> _Geëxtraheerde tekst_
Natuurlijk weet ik nog wat
mijn eerste leesboekje was. Hoe het heette, van wie ik het kreeg, wanneer, bij
welke gelegenheid en wat ik ervan vond. Voordat ik u dat met alle respect aan
uw neus ga hangen, moet ik zeggen dat ik, voor zover mijn geheugen reikt,
altijd tussen boeken heb geleefd. En ook al kon ik nog niet lezen, ik herinner
mij de klimpartijen in de boekenkast van mijn vader naar de tweede en derde
plank waar de plaatjesboeken lagen. De kunstboeken met onbekende Duitse grootheden
als Liebermann en Klimt, de boeken over de landen en volkeren van dit aardrijk
(in zes delen bij elkaar geschreven en van plaatjes voorzien door een zekere
J.A Hammerson) en natuurlijk de talrijke geschiedenisboeken, zoals daar was het
tweedelig Huiselijk en Maatschappelijk Leven
onzer Voorouders, door de hooggeleerde H. Brugmans en in 1915 bij Elsevier
te Amsterdam uitgegeven. 1915! en tot op heden nauwelijks verouderd! (Maar dat
kan natuurlijk ook aan het onderwerp liggen.)
Maar laat ik mij terugbegeven
naar de oorspronkelijke vraag en geen zijpaden bewandelen. Mijn eerste boek
heette: Het avontuur van de wonderkippen
en den bozen houthakker. De schrijver was een zekere K.B. Kok. Het boekje
kwam van Bruna uit Utrecht. In welk jaar kan ik u niet meer zeggen omdat wij de
harde voorkaft en enkele begeleidende eerste (titel)bladzijden zijn
kwijtgeraakt. Het boek handelde over vier kippen, te weten Mie, Rie, Pie en
Sophie (uit te spreken als Sop-hie) die slim voorkómen dat een boze buurman hen
met een hakbijl een verder leven onmogelijk maakt. De beschrijving van de
kippen vond ik zeer amusant. Die van de buurman met zijn hakbijltje minder.

Rijen uit een dataset voor objectaanwijzing:
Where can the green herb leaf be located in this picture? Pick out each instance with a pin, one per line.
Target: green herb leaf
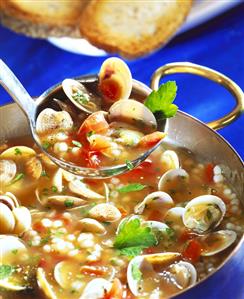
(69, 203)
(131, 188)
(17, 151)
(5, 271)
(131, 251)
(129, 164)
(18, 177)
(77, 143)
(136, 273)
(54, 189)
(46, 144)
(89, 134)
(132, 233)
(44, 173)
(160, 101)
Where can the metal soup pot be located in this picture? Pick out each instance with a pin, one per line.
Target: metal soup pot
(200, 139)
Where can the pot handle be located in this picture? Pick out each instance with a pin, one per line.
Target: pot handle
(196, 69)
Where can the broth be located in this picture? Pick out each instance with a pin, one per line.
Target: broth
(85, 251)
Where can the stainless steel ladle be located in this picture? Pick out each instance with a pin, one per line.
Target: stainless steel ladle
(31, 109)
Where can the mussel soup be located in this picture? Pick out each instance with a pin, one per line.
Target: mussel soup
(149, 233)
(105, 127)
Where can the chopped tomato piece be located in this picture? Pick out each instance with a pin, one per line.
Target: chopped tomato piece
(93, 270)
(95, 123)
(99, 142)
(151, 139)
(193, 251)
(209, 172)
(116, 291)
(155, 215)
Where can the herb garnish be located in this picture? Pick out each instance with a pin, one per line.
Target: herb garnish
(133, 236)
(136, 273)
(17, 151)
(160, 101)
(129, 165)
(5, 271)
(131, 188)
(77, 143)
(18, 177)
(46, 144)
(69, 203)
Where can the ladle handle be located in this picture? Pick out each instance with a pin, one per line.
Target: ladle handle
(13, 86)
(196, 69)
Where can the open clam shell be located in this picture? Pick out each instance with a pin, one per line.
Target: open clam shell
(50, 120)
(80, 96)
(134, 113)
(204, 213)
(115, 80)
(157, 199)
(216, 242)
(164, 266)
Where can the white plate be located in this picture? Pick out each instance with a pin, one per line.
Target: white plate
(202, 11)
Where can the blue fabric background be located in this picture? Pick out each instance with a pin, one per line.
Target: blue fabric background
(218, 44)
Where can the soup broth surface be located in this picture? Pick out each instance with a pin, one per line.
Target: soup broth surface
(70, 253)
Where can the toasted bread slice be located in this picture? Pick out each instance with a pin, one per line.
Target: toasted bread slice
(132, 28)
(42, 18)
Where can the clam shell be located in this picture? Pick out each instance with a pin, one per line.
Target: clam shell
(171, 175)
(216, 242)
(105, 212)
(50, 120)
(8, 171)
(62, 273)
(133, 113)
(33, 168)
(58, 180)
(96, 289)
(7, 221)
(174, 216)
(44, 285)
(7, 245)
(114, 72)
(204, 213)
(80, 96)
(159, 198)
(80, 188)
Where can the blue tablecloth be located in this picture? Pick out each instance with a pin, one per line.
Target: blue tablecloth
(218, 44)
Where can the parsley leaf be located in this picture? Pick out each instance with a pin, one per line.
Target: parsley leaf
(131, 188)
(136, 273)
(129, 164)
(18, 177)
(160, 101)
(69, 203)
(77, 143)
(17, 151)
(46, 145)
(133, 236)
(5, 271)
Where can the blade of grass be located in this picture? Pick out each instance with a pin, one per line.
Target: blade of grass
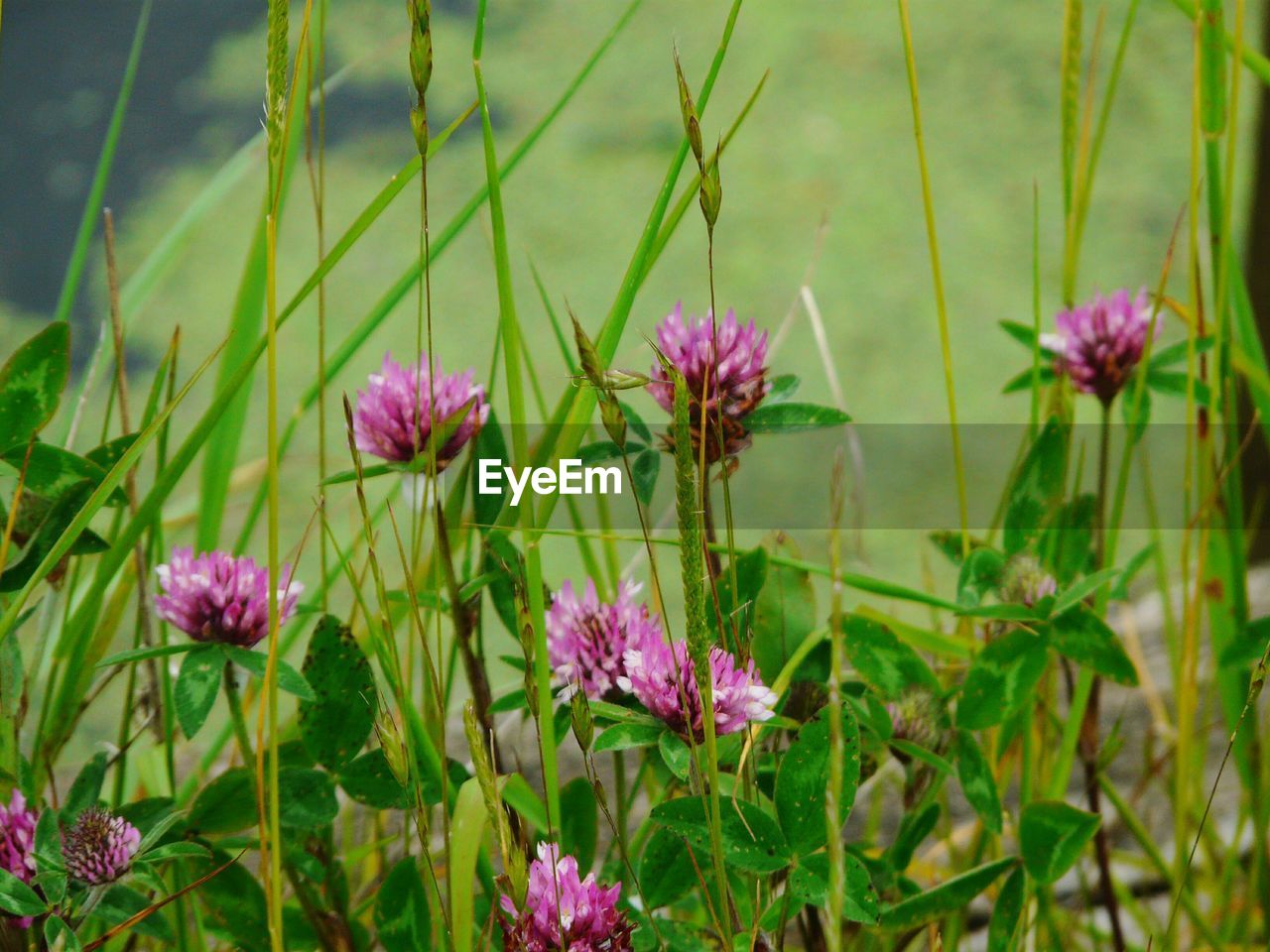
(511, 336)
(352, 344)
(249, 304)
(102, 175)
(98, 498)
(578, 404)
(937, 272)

> _Uit te voeren taken_
**a)** Bij welke uitgever verscheen volgens de tekst over het eerste leesboekje het boek over de wonderkippen?
**b)** Schaal in de records, vanaf de regel met "Where can the parsley" tot en met het einde van de records, alle coördinaten in de antwoorden met 1,25 en rond ze af op hele getallen, halven naar boven. Geef alleen die regels opnieuw, verzoeken inbegrepen, en laat de afbeeldingen weg.
De tekst en de records staan los van elkaar.

> _Volledige antwoorden_
**a)** Bij Bruna uit Utrecht.

**b)**
Where can the parsley leaf be located in this picture? Pick out each instance with a pin, one per line.
Target: parsley leaf
(164, 235)
(170, 341)
(161, 205)
(23, 221)
(200, 126)
(86, 254)
(96, 179)
(21, 189)
(58, 181)
(166, 295)
(6, 339)
Where can the blade of grass be located in this picture? Pick out each instance with a pin, one per line.
Target: blade of grass
(639, 420)
(440, 430)
(311, 380)
(128, 219)
(123, 623)
(723, 505)
(1171, 340)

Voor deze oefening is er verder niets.